> WHAT YOU ARE ASKED TO DO
Put every line of the material below into a numbered list, and leave out any blank lines.

A series of records
+---+
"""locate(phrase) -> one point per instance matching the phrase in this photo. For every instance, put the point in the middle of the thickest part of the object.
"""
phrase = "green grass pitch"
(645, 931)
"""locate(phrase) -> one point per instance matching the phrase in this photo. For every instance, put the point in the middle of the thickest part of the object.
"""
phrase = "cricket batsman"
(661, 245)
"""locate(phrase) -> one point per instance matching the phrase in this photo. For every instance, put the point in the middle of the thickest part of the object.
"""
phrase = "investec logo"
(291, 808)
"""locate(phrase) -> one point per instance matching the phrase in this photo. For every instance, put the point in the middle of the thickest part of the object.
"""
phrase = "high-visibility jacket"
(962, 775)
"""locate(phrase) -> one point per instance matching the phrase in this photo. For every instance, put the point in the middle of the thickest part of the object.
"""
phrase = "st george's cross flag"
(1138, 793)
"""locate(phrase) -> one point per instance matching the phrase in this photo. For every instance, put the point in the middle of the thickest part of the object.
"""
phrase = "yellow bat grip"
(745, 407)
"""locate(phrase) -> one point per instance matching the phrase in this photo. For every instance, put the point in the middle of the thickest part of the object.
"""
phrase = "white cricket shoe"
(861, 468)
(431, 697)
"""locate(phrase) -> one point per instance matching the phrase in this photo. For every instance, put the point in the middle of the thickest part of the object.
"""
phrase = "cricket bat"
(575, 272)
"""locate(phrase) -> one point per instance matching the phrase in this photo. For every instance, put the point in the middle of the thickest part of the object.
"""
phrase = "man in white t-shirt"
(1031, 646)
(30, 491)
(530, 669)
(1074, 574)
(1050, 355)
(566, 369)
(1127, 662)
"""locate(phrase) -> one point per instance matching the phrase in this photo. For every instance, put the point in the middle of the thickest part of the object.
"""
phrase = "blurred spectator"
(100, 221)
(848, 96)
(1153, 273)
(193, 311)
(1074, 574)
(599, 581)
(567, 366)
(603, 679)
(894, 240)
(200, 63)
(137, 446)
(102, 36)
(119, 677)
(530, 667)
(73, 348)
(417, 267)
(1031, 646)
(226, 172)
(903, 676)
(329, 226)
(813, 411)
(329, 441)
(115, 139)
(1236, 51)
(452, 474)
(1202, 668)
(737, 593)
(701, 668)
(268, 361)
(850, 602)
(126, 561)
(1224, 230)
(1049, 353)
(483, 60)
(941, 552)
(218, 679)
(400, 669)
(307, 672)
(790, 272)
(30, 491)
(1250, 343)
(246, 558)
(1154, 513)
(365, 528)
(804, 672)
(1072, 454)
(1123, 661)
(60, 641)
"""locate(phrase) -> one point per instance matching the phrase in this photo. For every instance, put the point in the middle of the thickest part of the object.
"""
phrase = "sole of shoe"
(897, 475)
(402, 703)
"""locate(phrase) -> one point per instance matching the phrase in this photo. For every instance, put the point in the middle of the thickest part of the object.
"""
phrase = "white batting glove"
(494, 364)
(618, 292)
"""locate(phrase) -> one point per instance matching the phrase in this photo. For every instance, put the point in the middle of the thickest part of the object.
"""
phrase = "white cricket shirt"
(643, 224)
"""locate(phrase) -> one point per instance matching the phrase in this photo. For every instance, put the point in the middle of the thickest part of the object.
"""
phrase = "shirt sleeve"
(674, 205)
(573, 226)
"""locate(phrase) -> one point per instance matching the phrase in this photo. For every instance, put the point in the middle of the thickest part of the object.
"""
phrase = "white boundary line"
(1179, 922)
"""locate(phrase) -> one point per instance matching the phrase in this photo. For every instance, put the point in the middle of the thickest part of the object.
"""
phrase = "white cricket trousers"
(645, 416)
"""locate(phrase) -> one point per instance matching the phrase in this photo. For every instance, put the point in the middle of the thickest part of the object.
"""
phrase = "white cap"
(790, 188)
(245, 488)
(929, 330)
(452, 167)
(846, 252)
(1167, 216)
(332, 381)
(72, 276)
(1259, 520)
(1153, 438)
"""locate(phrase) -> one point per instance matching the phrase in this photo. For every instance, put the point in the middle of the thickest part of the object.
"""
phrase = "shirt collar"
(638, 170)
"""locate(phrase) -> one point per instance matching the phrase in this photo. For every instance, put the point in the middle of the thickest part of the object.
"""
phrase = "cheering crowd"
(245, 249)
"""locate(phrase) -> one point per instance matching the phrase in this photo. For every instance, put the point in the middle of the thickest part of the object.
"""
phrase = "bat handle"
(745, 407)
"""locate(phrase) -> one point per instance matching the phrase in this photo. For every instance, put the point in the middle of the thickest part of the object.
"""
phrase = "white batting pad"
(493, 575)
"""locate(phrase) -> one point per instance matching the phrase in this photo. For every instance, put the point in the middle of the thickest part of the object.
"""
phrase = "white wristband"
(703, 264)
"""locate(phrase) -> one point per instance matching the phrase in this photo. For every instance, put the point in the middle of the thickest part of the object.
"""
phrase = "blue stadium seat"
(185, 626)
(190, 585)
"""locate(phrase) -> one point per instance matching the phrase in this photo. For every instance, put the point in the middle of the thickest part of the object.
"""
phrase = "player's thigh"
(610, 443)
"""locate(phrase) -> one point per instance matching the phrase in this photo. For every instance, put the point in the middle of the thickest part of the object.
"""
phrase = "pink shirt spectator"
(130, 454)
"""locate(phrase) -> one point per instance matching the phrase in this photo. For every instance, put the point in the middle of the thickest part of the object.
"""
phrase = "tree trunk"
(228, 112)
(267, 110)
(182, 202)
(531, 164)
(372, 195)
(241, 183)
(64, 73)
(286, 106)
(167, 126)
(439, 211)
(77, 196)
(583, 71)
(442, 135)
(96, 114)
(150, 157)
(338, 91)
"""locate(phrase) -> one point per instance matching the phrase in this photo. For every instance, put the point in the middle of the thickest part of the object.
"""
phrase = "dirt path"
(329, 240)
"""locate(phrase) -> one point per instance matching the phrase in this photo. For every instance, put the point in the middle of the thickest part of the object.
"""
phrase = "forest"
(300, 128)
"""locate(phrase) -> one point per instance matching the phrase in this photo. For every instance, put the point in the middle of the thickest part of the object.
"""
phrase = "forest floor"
+---+
> TASK RESULT
1. """locate(phrase) -> one point per instance matching the phrase in this photo. For every instance, put the point in the middle of the thickest part of the object.
2. """
3. phrase = "green grass pitch"
4. (645, 931)
5. """locate(phrase) -> one point per instance matching the phrase in this photo. For every instance, put the point in the middle of the thickest part of the object.
6. """
7. phrase = "cricket batsman"
8. (661, 245)
9. """locate(phrase) -> one point per instance matching the phrase in this photo. For every instance, put the point in the middle of the thickest part of the object.
10. """
11. phrase = "investec logo"
12. (291, 808)
13. """locate(phrase) -> one point per instance matching the phrase in this photo. For every instance, put the point in the middle of the thickest part of the object.
14. """
15. phrase = "high-visibility jacket"
16. (962, 775)
17. """locate(phrase) -> one point per instance matching the phrase in this photo. For every instance, put the point in the middle of the thickest part of the object.
18. """
19. phrase = "st george's cross flag"
20. (1138, 793)
21. """locate(phrase) -> one point per instance matching the phrase in this photo. For every instance, put the point in the middle of the thickest part of the object.
22. """
23. phrase = "yellow bat grip"
24. (745, 407)
25. """locate(phrase) -> one point per instance matching the phrase in this photo. For every instance, put the point in the middle of the thickest part of the object.
26. """
27. phrase = "white cricket shoe"
28. (861, 468)
29. (431, 697)
30. """locate(phrase) -> one point per instance matching the phrase in this photo. For every instance, put the point in the middle of the thickest part of the object.
31. """
32. phrase = "cricket bat"
33. (575, 272)
34. """locate(phrase) -> one point per instance matching the phrase in this photo. For every instance, put the point in the middle of the thickest part of the object.
35. """
36. phrase = "man in white t-shirt"
37. (1031, 646)
38. (30, 491)
39. (530, 669)
40. (1074, 574)
41. (1050, 355)
42. (566, 369)
43. (1127, 662)
44. """locate(phrase) -> one point per instance matching the phrase in this photo. For every instance, put the point in the middle of the thickest part of the object.
45. """
46. phrase = "blurred spectator"
47. (100, 221)
48. (848, 96)
49. (1153, 273)
50. (193, 311)
51. (1074, 574)
52. (599, 581)
53. (567, 366)
54. (603, 679)
55. (894, 240)
56. (200, 63)
57. (137, 446)
58. (102, 36)
59. (119, 677)
60. (530, 667)
61. (73, 348)
62. (417, 267)
63. (1031, 646)
64. (226, 172)
65. (903, 676)
66. (329, 226)
67. (813, 411)
68. (329, 441)
69. (115, 139)
70. (1236, 51)
71. (452, 474)
72. (1202, 668)
73. (737, 593)
74. (701, 668)
75. (268, 361)
76. (850, 602)
77. (126, 561)
78. (1224, 230)
79. (1049, 353)
80. (483, 60)
81. (941, 552)
82. (218, 679)
83. (400, 669)
84. (307, 672)
85. (790, 272)
86. (30, 491)
87. (1250, 343)
88. (246, 558)
89. (1154, 513)
90. (365, 528)
91. (804, 672)
92. (1072, 454)
93. (1123, 661)
94. (60, 641)
95. """locate(phrase) -> one point per instance matching the phrase in this photo. For every instance, put the point in the middle of the thickest part of the object.
96. """
97. phrase = "sole of shoe"
98. (897, 475)
99. (402, 703)
100. """locate(phrase) -> one point per instance matching the phrase in this photo. For every instance, put the point in the middle of the thickest part of the object.
101. """
102. phrase = "white batting glove"
103. (494, 364)
104. (618, 292)
105. """locate(phrase) -> one point per instance matching the phrase in this photo. For every instance, put the point in the middle of the thickest part of the object.
106. """
107. phrase = "white cricket shirt"
108. (643, 224)
109. """locate(phrase) -> one point per instance matching the phrase in this photo. For every instance, put the point in the middle of the thickest part of the object.
110. """
111. phrase = "shirt sleeve"
112. (674, 205)
113. (573, 226)
114. """locate(phrase) -> one point per instance matching the phrase in this photo. For every instance, put the point in the middle of the thickest part of the object.
115. """
116. phrase = "white boundary line"
117. (1179, 922)
118. """locate(phrase) -> one point per instance matching the phrase in this photo. For every instance, put the point in the middle of the thickest part of the object.
119. """
120. phrase = "white cricket trousers"
121. (645, 416)
122. """locate(phrase) -> one point per instance matching the phrase in this photo. For every instance, put the point in the middle of the thickest part of the object.
123. """
124. phrase = "white cap"
125. (790, 188)
126. (245, 488)
127. (929, 330)
128. (452, 167)
129. (846, 252)
130. (1167, 216)
131. (332, 381)
132. (72, 276)
133. (1259, 520)
134. (1153, 438)
135. """locate(phrase) -> one point per instance matching the phrase in this photo. For every instance, put the point in the middle of the thickest part of the object.
136. """
137. phrase = "shirt collar"
138. (638, 170)
139. """locate(phrase) -> one point per instance matching the phrase in this photo. For every instance, put the point in the middle of the thickest part of the object.
140. """
141. phrase = "cheering crowd"
142. (245, 249)
143. """locate(phrase) -> one point per instance matching the phrase in this photo. For every instance, put the point in the middle of the thickest part of the object.
144. """
145. phrase = "bat handle"
146. (745, 407)
147. """locate(phrase) -> one point per instance matching the phrase in this photo. For every instance, put the point in the middle of the thickest part of the object.
148. """
149. phrase = "white batting pad"
150. (493, 575)
151. """locate(phrase) -> one point per instance matching the phrase in this photo. For every instance, put the point in the middle of the thickest part of the object.
152. """
153. phrase = "white wristband"
154. (703, 264)
155. """locate(phrase) -> one point per instance matching the phrase in this photo. For every instance, put the point in the middle of the thickest part of the object.
156. """
157. phrase = "blue stadium seat"
158. (185, 626)
159. (190, 585)
160. """locate(phrase) -> one point per instance matching the phrase in this photo. For every instance, put the point in the middle of the thickest part of the object.
161. """
162. phrase = "player's thigh"
163. (610, 443)
164. """locate(phrase) -> one point per instance matching the phrase in this photo. For every instance, put the point in the middle of the thickest part of the object.
165. """
166. phrase = "pink shirt spectator"
167. (130, 454)
168. """locate(phrase) -> one point per instance matching the phrase in this photo. For every instance, put the point in the middle of the thickest part of the object.
169. """
170. phrase = "tree trunk"
171. (228, 112)
172. (267, 110)
173. (182, 202)
174. (531, 164)
175. (372, 195)
176. (241, 183)
177. (64, 73)
178. (286, 106)
179. (167, 126)
180. (439, 211)
181. (77, 196)
182. (583, 71)
183. (442, 135)
184. (96, 114)
185. (150, 157)
186. (338, 91)
187. """locate(phrase) -> one point per instance matching the phrase in this photo. For every instance, put the point in the middle of the thickest part of the object.
188. """
189. phrase = "dirt path"
190. (329, 240)
191. """locate(phrase) -> one point per instance matching the phrase in this photo. For every instance, put the point in the middle of the thickest part of the object.
192. """
193. phrase = "forest"
194. (300, 128)
195. """locate(phrase) -> one point per instance matching the phrase in this photo. For every instance, put the point in the middle of the thickest part of the object.
196. """
197. phrase = "forest floor"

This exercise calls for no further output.